• _Material for the task_
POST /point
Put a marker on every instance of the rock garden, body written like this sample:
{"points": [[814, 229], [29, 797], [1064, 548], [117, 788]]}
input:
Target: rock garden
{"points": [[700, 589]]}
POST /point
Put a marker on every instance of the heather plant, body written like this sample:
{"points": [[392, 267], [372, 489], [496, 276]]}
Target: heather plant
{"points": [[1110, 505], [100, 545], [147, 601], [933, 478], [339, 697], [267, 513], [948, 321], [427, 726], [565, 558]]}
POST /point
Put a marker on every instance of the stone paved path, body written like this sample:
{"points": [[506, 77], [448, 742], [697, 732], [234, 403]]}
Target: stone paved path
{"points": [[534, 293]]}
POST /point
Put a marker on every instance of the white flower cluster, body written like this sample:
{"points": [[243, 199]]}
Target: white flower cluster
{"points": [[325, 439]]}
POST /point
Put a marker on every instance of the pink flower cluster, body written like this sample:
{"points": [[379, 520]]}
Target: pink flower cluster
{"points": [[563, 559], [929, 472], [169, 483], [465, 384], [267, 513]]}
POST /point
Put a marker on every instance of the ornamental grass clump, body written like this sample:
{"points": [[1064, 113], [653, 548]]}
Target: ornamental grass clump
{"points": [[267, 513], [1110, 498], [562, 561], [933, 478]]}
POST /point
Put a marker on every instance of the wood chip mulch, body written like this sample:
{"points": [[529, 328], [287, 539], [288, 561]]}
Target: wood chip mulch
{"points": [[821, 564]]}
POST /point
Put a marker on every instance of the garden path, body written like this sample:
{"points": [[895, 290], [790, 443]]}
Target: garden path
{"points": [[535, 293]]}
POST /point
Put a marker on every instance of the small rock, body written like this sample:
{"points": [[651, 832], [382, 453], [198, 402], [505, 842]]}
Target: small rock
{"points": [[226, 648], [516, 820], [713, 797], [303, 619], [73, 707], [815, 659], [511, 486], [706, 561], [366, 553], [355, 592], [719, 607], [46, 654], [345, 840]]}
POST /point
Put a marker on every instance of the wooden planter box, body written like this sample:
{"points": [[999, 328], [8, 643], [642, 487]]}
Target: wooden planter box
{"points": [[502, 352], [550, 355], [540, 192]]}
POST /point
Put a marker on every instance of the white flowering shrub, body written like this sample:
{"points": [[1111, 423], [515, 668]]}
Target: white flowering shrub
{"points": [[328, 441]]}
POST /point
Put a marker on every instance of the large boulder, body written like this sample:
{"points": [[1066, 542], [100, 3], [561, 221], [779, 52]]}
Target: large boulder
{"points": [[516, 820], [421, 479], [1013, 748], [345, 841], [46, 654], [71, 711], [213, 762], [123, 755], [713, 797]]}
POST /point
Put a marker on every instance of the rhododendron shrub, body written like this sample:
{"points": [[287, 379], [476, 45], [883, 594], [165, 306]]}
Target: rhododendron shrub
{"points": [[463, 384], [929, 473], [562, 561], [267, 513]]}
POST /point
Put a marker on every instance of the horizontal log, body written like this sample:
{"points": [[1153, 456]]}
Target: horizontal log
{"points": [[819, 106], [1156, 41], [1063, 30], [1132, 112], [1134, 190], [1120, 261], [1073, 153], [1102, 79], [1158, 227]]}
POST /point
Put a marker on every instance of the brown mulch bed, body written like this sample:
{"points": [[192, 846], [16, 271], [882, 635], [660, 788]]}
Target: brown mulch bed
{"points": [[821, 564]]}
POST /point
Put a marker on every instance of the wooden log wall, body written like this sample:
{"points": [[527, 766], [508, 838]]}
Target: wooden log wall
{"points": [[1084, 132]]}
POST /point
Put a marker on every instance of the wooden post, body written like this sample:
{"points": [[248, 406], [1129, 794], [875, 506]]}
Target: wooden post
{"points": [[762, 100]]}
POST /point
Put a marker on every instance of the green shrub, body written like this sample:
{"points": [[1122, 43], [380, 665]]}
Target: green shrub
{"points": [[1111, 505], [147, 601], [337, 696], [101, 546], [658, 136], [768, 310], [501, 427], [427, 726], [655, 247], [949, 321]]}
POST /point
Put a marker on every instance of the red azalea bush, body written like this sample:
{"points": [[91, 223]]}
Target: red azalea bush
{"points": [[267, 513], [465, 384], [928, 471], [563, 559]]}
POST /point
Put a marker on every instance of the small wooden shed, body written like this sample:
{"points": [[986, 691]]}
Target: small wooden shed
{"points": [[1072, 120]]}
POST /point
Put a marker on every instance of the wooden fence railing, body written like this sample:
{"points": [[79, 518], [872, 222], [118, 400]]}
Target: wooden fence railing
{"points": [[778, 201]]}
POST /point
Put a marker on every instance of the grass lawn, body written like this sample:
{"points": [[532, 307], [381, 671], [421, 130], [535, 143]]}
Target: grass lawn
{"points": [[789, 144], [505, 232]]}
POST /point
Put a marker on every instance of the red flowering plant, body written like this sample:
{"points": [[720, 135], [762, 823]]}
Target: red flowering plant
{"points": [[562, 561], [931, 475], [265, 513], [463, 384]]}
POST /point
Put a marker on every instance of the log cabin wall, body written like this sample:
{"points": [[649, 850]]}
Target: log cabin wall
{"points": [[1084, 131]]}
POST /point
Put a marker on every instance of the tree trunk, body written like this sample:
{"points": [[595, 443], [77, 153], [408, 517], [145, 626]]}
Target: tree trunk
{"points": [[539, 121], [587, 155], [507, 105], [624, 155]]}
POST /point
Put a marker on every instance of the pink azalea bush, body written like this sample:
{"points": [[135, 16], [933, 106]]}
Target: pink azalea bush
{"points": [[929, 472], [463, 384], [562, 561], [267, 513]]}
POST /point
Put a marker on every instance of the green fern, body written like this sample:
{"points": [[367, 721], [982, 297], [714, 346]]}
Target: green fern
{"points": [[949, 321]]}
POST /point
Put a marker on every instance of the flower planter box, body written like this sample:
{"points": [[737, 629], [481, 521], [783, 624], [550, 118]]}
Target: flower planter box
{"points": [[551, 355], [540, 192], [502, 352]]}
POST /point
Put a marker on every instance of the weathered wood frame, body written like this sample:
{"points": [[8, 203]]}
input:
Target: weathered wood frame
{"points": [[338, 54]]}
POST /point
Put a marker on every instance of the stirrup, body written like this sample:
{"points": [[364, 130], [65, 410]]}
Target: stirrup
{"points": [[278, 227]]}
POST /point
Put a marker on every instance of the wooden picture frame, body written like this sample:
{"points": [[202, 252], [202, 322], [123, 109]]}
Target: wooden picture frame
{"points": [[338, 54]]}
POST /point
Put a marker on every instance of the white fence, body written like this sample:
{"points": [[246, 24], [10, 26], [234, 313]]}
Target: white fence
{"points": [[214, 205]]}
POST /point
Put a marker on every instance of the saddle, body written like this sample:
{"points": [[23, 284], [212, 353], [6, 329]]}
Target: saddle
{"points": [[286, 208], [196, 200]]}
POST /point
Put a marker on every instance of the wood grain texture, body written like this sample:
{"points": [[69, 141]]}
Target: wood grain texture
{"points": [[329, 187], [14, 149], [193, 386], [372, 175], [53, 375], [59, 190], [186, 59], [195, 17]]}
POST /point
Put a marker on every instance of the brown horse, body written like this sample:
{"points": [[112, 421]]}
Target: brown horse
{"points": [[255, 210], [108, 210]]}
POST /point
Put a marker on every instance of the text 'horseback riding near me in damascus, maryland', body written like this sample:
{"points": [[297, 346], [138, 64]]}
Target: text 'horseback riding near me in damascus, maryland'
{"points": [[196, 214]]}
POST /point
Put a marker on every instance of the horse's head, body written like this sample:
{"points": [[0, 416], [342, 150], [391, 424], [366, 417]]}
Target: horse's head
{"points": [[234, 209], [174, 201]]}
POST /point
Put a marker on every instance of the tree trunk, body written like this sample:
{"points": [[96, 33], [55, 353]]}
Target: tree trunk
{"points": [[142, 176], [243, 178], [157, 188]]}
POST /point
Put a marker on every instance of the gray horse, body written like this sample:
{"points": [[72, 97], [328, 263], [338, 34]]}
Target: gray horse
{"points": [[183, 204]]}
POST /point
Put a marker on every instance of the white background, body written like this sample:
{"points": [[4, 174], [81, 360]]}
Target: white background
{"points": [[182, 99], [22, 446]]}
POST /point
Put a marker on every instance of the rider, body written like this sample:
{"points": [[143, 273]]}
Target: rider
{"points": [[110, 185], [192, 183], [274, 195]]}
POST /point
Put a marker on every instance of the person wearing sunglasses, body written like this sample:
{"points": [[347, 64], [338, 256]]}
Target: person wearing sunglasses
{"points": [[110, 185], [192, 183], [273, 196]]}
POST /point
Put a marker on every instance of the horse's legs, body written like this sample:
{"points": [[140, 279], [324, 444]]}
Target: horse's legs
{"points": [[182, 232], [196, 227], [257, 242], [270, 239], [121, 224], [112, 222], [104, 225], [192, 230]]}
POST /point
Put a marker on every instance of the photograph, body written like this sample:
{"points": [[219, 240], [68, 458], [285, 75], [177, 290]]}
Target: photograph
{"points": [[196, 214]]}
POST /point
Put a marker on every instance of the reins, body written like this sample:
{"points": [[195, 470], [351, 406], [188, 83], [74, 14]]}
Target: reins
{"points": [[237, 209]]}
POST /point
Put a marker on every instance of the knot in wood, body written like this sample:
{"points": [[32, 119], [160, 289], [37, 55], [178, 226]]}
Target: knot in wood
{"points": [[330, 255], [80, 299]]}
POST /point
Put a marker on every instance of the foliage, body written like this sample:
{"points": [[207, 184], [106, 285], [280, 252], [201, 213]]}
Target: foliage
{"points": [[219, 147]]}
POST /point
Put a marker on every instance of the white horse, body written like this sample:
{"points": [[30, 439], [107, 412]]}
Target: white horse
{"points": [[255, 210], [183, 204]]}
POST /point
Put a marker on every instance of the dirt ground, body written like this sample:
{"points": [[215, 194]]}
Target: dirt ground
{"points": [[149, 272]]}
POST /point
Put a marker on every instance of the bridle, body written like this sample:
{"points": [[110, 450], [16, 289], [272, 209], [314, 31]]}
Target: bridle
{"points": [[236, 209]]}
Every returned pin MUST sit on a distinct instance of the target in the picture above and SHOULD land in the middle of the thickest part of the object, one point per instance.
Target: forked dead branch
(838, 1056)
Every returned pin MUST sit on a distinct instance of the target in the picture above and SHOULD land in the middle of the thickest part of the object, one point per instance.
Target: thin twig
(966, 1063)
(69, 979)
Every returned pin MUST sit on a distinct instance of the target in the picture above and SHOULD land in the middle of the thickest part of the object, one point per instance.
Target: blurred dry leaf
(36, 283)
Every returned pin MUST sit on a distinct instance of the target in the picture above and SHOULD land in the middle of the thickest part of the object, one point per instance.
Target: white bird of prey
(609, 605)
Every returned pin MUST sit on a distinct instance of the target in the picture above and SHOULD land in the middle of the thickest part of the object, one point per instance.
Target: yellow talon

• _Your assignment_
The lines from the one with "Target: forked dead branch" through the final line of the data are to be reproduced exactly, both included, with no other lines.

• _Written solution_
Target: forked dead branch
(838, 1056)
Every returned pin MUST sit on a distinct instance of the target in the picture above and SHOULD land in the middle of the thickest part of the object, one point per instance.
Target: thin twig
(966, 1063)
(69, 979)
Every returned pin MUST sit on a distinct instance of the target in the picture above and SHOULD land in the middle of the thickest part of the object, one point per instance.
Target: blurred dry leaf
(36, 283)
Every returned pin MUST sit on a distinct instance of the target in the picture above and SHOULD land in the middle of the thickest part of the object, one point per instance.
Target: white bird of prey
(609, 605)
Every returned pin MUST sit on a distinct instance of the target in the picture above and SHOULD land in the middle of the thickest part of the object, one point per instance.
Target: yellow talon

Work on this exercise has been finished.